### THE EXERCISE
Begin at the line below that contains "Target — dormer window". Repeat it and all remaining lines of the records exactly.

### DATA TO PROCESS
** begin **

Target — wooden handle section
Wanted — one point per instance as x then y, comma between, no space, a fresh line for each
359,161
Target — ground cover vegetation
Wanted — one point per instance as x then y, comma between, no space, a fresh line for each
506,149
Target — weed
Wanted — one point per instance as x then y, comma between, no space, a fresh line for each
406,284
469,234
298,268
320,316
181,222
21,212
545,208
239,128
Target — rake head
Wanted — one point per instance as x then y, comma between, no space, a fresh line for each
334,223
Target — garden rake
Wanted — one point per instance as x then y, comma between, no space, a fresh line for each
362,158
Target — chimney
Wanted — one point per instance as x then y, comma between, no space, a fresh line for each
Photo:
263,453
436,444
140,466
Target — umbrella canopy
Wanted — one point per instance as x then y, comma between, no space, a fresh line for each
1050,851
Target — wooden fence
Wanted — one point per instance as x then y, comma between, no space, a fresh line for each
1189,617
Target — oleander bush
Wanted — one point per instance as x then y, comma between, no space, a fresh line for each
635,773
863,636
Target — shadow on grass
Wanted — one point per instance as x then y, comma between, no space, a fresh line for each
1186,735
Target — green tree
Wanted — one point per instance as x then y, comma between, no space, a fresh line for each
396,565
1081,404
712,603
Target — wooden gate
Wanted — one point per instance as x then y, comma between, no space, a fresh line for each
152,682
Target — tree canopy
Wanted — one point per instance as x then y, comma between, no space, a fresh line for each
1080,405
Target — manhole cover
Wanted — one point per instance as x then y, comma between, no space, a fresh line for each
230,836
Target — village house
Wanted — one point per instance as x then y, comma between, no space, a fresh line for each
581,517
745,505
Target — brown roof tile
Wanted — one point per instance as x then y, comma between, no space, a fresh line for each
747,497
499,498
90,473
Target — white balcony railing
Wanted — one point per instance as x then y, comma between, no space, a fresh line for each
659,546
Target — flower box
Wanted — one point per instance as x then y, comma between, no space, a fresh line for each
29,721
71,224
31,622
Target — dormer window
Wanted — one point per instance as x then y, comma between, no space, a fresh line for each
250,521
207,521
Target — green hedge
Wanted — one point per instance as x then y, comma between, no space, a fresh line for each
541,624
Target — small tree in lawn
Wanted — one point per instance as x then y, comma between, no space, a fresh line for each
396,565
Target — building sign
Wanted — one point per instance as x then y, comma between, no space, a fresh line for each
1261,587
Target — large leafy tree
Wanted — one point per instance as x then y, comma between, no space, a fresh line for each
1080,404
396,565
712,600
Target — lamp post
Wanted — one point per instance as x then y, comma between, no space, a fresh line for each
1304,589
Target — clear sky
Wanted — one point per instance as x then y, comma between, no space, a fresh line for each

** end **

### THE ANSWER
Target — dormer window
Wanted — one point per instance as x then y, comma between, no space, a fresh line for each
250,521
207,521
Target — green hedge
Wanted — one point per instance as x then y, comma between, no space, a fresh line for each
541,624
Target — small tree in lawn
Wanted — one point per instance as x then y, comma between, no space, a fresh line for each
396,565
Target — building sign
Wanted — one point per instance as x then y, comma between, no space, a fresh line for each
1261,587
Target — large leafy tree
Wanted — one point per instance as x then y, comma between, no space, a fresh line for each
1080,404
396,565
712,600
Target — lamp post
Wanted — one point per instance as x then y, comma between, no space, a fresh line for each
1304,589
Target — clear sky
Wanted — one point per instance as x then y, comma between, no space, a fresh line for each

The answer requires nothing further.